* THE EXERCISE
Reproduce the following data verbatim, line for line.

[Entries from a dataset]
***

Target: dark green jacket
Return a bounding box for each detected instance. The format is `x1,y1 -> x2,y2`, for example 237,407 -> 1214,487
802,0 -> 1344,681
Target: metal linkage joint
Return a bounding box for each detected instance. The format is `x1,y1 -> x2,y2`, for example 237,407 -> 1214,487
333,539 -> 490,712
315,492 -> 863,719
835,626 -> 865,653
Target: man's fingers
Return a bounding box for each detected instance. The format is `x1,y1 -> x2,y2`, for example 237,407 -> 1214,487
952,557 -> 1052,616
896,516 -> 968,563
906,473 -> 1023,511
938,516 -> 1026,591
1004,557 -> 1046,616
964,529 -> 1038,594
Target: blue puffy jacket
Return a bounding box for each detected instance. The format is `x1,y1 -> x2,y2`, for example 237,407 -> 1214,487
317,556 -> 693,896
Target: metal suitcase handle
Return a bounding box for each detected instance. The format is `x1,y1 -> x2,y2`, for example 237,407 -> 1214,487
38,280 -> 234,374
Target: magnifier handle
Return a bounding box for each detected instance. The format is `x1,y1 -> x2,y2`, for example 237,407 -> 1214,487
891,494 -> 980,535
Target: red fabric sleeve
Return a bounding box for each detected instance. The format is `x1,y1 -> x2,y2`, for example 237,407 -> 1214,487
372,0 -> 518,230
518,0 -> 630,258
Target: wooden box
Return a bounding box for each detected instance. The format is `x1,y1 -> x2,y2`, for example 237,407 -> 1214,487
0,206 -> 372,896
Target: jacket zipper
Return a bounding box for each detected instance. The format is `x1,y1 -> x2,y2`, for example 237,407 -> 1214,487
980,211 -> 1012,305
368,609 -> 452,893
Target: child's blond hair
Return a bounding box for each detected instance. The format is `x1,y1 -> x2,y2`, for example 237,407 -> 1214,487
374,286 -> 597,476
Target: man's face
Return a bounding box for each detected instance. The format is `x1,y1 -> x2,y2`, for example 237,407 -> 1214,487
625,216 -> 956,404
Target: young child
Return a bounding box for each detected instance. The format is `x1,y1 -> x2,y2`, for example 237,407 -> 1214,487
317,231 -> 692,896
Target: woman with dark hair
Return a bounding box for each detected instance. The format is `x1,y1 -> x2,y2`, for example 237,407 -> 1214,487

***

* SOLUTION BELOW
Target: dark green jacket
Return a bounding box for each detected instance. The format is `x1,y1 -> x2,y2`, for example 237,407 -> 1214,487
802,0 -> 1344,681
Target: metal linkage joint
Return a bounding box for each detected instance. The format is `x1,y1 -> x2,y2`, for example 237,407 -> 1214,487
333,539 -> 490,712
315,492 -> 863,719
835,626 -> 865,653
Target: man's fingers
Return a bounding box for each detected instance. The format is `x1,y1 -> x2,y2`, for example 237,407 -> 1214,487
952,557 -> 1052,616
896,516 -> 968,563
906,473 -> 1023,511
938,516 -> 1026,591
1004,557 -> 1046,616
964,529 -> 1038,594
Target: blue puffy jacket
Return a bounding box for each detected instance. The format is `x1,y1 -> x2,y2`, for example 237,407 -> 1214,487
317,556 -> 693,896
Target: metal suitcase handle
Return a bounding box for each detected instance. The format is `x1,y1 -> x2,y2`, for example 237,407 -> 1214,487
38,280 -> 234,374
Target: magnifier handle
Return a bounding box for each detected instance. The format is `x1,y1 -> x2,y2`, for example 237,407 -> 1214,487
891,494 -> 980,535
Target: red fabric sleeve
Return a bounding box for each detected instance. The format is `x1,y1 -> x2,y2`, for example 237,407 -> 1214,487
372,0 -> 518,230
518,0 -> 630,258
Target: wooden box
Return a bounding box for each detected instance. The format is `x1,y1 -> x2,y2`, for example 237,407 -> 1214,487
0,206 -> 372,896
Target: jacket zipper
Return a bounding box for each detected instance. The format is `x1,y1 -> x2,y2`, for example 237,407 -> 1214,487
980,211 -> 1012,305
368,609 -> 452,893
Target: child's blond hair
Return a bounding box for each detected instance. The format is `x1,y1 -> x2,y2`, for example 237,407 -> 1214,487
374,286 -> 597,476
Target: man's face
Return a bounding box for each detected instance. The format is `x1,y1 -> x2,y2`, for example 237,407 -> 1214,487
625,216 -> 956,404
Target: young child
Return a bounding box for each detected instance. The format is `x1,y1 -> x2,y2`, for example 237,407 -> 1214,487
317,231 -> 692,896
Target: woman with dark hair
Return a bounding box for each detected instance. The format is `x1,y1 -> x2,y2`, for example 237,407 -> 1214,487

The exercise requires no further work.